Task to complete ->
Would you transcribe the listing that follows, character for character, and omit its images?

Entries provided ->
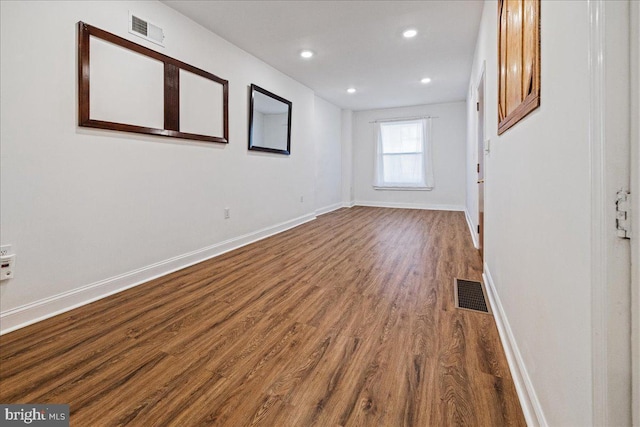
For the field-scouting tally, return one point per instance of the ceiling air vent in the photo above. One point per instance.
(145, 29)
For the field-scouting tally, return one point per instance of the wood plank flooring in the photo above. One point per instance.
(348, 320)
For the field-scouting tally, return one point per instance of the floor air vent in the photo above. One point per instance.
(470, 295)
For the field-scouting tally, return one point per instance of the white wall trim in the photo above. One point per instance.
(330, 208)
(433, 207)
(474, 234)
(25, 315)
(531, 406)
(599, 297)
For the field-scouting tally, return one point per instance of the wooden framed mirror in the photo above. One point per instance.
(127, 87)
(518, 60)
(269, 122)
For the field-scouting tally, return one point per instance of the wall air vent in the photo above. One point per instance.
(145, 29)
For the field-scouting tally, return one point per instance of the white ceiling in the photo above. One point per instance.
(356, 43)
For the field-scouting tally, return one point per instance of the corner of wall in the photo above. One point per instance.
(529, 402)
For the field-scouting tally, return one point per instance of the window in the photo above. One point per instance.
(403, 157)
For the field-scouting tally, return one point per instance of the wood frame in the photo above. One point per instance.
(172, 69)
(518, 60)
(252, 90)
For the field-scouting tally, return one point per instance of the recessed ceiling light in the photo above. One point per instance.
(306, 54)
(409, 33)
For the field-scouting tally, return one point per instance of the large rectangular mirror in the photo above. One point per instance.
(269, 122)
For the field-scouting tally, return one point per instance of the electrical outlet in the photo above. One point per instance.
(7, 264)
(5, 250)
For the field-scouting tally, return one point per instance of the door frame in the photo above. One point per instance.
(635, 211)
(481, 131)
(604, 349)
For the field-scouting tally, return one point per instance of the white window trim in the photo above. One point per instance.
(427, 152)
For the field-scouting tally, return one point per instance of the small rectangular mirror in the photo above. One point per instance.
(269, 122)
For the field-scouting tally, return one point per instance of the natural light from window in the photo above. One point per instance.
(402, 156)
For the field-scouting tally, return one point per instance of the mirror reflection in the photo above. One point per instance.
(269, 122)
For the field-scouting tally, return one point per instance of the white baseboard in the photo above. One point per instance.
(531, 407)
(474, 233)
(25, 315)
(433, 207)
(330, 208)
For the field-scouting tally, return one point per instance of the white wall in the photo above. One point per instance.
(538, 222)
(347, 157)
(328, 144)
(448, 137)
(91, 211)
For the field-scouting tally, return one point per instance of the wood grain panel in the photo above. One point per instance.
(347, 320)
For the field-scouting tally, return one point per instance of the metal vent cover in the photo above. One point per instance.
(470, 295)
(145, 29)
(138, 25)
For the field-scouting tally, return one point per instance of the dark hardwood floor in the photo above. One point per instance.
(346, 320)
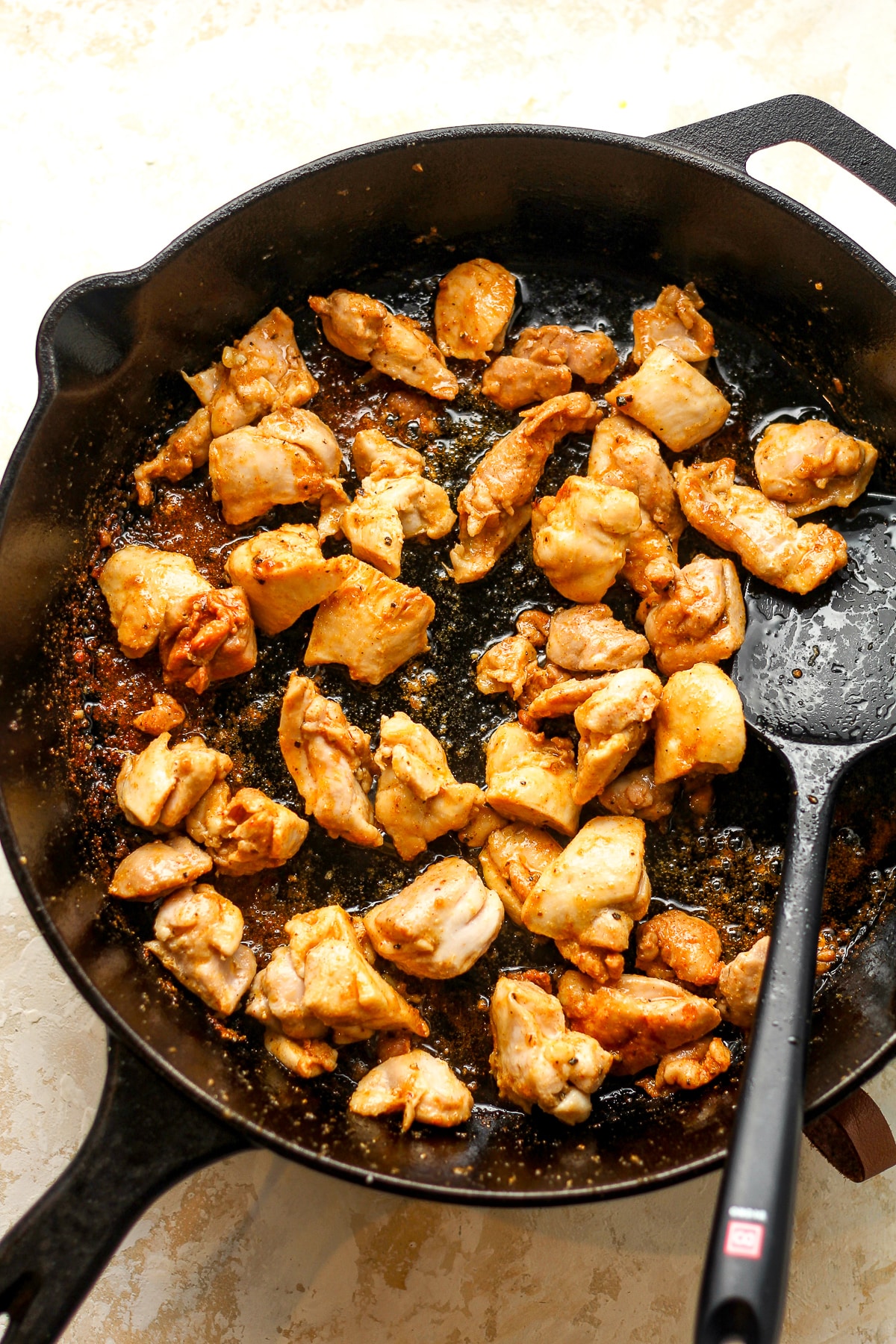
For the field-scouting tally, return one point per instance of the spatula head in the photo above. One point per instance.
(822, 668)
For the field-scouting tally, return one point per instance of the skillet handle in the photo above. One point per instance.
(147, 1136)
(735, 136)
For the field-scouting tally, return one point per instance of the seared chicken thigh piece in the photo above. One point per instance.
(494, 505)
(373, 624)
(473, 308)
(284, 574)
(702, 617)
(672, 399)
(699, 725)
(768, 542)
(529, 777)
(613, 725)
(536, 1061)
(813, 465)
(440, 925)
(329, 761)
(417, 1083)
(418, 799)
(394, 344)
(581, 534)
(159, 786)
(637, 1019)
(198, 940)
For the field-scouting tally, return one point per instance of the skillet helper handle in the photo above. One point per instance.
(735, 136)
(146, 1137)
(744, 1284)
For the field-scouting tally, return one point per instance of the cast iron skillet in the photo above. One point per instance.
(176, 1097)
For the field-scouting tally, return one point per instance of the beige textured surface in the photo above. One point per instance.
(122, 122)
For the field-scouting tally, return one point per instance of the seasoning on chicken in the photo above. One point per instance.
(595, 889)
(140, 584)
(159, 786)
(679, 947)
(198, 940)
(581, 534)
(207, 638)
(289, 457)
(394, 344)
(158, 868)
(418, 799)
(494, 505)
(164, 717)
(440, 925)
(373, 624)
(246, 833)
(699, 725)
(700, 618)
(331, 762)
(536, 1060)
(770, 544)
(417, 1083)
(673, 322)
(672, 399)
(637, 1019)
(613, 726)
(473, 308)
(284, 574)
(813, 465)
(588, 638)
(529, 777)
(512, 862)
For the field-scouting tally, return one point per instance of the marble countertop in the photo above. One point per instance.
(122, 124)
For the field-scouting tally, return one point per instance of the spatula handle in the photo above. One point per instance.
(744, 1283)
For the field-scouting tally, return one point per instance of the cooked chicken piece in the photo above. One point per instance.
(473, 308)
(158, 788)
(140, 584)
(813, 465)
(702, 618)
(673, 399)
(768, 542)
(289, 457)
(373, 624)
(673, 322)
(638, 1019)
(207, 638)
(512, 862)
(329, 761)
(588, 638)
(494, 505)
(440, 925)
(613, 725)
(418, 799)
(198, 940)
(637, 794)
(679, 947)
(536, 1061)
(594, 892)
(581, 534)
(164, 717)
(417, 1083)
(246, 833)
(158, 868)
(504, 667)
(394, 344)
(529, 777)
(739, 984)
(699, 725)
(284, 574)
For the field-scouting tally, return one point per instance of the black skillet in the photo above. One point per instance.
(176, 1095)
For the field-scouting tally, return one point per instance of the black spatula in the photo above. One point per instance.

Expected answer ->
For the field-scouting tally, return one point per instance of the ceiling air vent in the photo above. One point per instance.
(145, 29)
For the field-scouting tally, return one point per instance of the wood plank flooring in the photo above. One point per instance.
(348, 320)
For the field-scouting tally, return one point per instance of the floor air vent in the photo above. One point per instance.
(470, 295)
For the field-scouting tally, return one point per instance of the white wall trim in the photo above. One point per instance.
(330, 208)
(433, 207)
(474, 234)
(25, 315)
(531, 406)
(599, 297)
For the field-scouting tally, return one point per instance of the wooden framed mirror in the photo above. One point per instance.
(127, 87)
(518, 60)
(269, 122)
For the field-scouting tally, return one point per instance of the wall air vent in the photo above. One point per instance.
(145, 29)
For the field-scouting tally, return one point per instance of the white ceiling in the photo above. One point per instance.
(356, 43)
For the field-scouting tally, return one point per instance of the corner of wall in the photo above. One point per instance.
(529, 402)
For the field-scouting tally, return one point per instance of the window in the photo above. One point per instance.
(403, 157)
For the field-scouting tally, return one point per instance of the wood frame in the photo above. One point per instance.
(172, 69)
(518, 60)
(252, 90)
For the field-scouting tally, return one point per instance of the recessed ceiling light in the photo above. One point per instance.
(306, 54)
(409, 33)
For the field-scouting tally, return one point per instance of the large rectangular mirror in the photo above. One point per instance.
(269, 122)
For the field-scouting tally, return one point per instance of the electrical outlet in the photo above. One point per instance.
(7, 264)
(5, 250)
For the field-scouting tally, return one point per instance of the door frame in the photo above. One point per instance.
(635, 211)
(481, 131)
(604, 349)
For the field-scouting tally, return one point per instance of the white window trim in the photo above. One point per instance.
(427, 152)
For the field-scouting tally, return one point per instance of the small rectangular mirror in the photo above. One point per instance.
(269, 122)
For the field-scouting tally, return one point per instance of the natural light from window in the photo above. One point per instance.
(402, 156)
For the field-scouting tally, return one point per instance of the mirror reflection in the photo above. One point per instance.
(269, 122)
For the field-scouting tally, return one point per instance of the white baseboard in the photo above. One point per instance.
(531, 407)
(474, 233)
(25, 315)
(433, 207)
(330, 208)
For the field-scouting tally, return one point per instance of the white wall in the photo above. One point per instance.
(538, 222)
(347, 157)
(328, 144)
(448, 137)
(91, 211)
For the field-scouting tally, return one point per instance of the wood grain panel in the photo above. One point per instance.
(347, 320)
For the field-scouting tally, return one point per instance of the metal vent cover in the photo above. One point per instance.
(470, 295)
(145, 29)
(138, 25)
For the field-scouting tally, return one point per instance of the dark hardwood floor in the photo above. One point per instance.
(346, 320)
For the field-scouting tally, return one point per instance of the spatula head in the photo above. One point per instance.
(822, 668)
For the field-scouting tally, return one point per instance of the skillet handle in the photo above. One point per instance.
(147, 1136)
(735, 136)
For the field-scouting tally, return one point per instance of the seared chicken thigh piece in the photo above. One point per instance.
(494, 505)
(373, 624)
(473, 308)
(284, 574)
(702, 617)
(672, 399)
(699, 725)
(768, 542)
(529, 777)
(613, 725)
(536, 1061)
(813, 465)
(440, 925)
(329, 761)
(417, 1083)
(418, 799)
(394, 344)
(581, 534)
(159, 786)
(637, 1019)
(198, 940)
For the field-scouting tally, return one point per instance of the skillet helper handle in the photo above. One point per instance.
(735, 136)
(146, 1137)
(744, 1284)
For the field-scouting tally, return one point per instance of the cast iron skillet in the photo above. One point per instance.
(176, 1097)
For the field-scouting tally, return one point per instance of the beige textured surface in the photo above. One point per instance.
(122, 122)
For the field-scouting tally, return one point per instance of the seasoning on chicken in the photo above. One point per instance.
(595, 889)
(140, 584)
(159, 786)
(679, 947)
(198, 940)
(581, 534)
(207, 638)
(289, 457)
(394, 344)
(158, 868)
(418, 799)
(494, 505)
(164, 717)
(440, 925)
(373, 624)
(246, 833)
(699, 725)
(700, 618)
(331, 762)
(536, 1060)
(770, 544)
(417, 1083)
(673, 322)
(672, 399)
(637, 1019)
(613, 726)
(473, 308)
(284, 574)
(813, 465)
(588, 638)
(529, 777)
(512, 862)
For the field-scouting tally, return one point per instance of the marble countertop in the photo above. One point per instance.
(122, 124)
For the field-scouting tally, return one point per instance of the spatula handle in the photo above. One point per instance.
(744, 1283)
For the field-scouting tally, return one point per instance of the cooked chicken piece in the photo above. One point per instance.
(473, 308)
(158, 788)
(140, 584)
(813, 465)
(702, 618)
(673, 399)
(768, 542)
(289, 457)
(373, 624)
(673, 322)
(638, 1019)
(207, 638)
(512, 862)
(329, 761)
(588, 638)
(494, 505)
(440, 925)
(613, 725)
(418, 799)
(198, 940)
(637, 794)
(679, 947)
(536, 1061)
(594, 892)
(581, 534)
(164, 717)
(417, 1083)
(246, 833)
(158, 868)
(504, 667)
(394, 344)
(529, 777)
(739, 984)
(699, 725)
(284, 574)
For the field-scouting tally, return one point per instance of the black skillet in the photo above. One point per instance.
(176, 1095)
For the field-scouting tally, return one point per instance of the black spatula in the photo above. One point per instance.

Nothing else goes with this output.